» Extract
=====
Why we're here
The problem we're solving
For billions of people across the world "the internet" is a very different place. Echo chambers and interest-based algorithms create closed-loop systems that lock people into corners of the biased applications of their choice. Within the confines of these artificial walls, discussions are fluid, narratives emerge, and slang evolves, but they're restricted to the corners they were born in. Sometimes trends have enough escape velocity to "break-through"; we call this going viral. But without virality, and without infiltrating every corner of the internet, how can we answer the following questions?
What are people talking about?
What do people think?
How can I find the conversations I'm interested in?
And as generative AI becomes more accessible,
What narratives are being pushed?
Who's pushing them?
We view the social web as a fractal-like tree of subcultures. It's heavily fragmented across platforms, protocols, lexicons, audiences, and content.
=====
» Data section
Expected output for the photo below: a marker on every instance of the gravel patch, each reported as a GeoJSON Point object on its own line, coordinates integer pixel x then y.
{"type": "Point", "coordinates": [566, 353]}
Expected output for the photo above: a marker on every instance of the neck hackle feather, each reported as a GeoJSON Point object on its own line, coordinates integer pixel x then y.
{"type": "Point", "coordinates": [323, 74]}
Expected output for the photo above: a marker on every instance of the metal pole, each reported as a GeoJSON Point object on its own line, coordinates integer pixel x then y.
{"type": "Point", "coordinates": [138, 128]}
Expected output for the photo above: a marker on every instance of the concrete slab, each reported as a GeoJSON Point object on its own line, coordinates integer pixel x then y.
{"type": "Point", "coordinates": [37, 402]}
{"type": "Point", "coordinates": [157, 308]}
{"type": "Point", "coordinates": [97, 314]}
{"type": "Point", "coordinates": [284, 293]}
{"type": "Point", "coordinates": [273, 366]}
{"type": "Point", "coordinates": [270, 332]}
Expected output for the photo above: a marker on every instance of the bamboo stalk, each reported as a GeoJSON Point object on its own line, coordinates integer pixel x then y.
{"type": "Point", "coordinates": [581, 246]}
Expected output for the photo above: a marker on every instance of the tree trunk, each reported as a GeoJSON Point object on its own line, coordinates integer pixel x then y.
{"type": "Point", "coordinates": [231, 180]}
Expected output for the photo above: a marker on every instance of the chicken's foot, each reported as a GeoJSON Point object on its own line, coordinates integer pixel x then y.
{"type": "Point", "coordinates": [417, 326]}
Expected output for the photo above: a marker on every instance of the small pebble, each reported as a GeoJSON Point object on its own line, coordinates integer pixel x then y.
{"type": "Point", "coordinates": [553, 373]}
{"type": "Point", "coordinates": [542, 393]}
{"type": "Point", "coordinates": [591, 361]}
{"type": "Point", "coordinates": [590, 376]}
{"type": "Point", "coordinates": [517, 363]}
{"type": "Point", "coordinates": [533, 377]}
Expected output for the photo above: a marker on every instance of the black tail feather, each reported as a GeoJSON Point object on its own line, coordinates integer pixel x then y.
=====
» Work required
Could you continue the piece on the fragmented social web, picking up right after its final sentence?

» Solved problem
Our goal is to traverse this infinitely expanding tree, aggregate the information, use advanced AI/ML methods to understand it, and create an index that powers search, discovery, and analytics.
Our story
Siftree was created by Kyle DeSana and Ehren Marschall in Chicago, Illinois. Kyle was working on a way to rank comments by relevance, to help people find comments they're interested in faster (like Google PageRank for annotations) and quantify battling perspectives. Ehren was exploring better ways to use machine learning to cluster conversations across platforms and see what the world was talking about. We found similarities in what we were building, believed there was a way to combine the two, and decided to work together on it.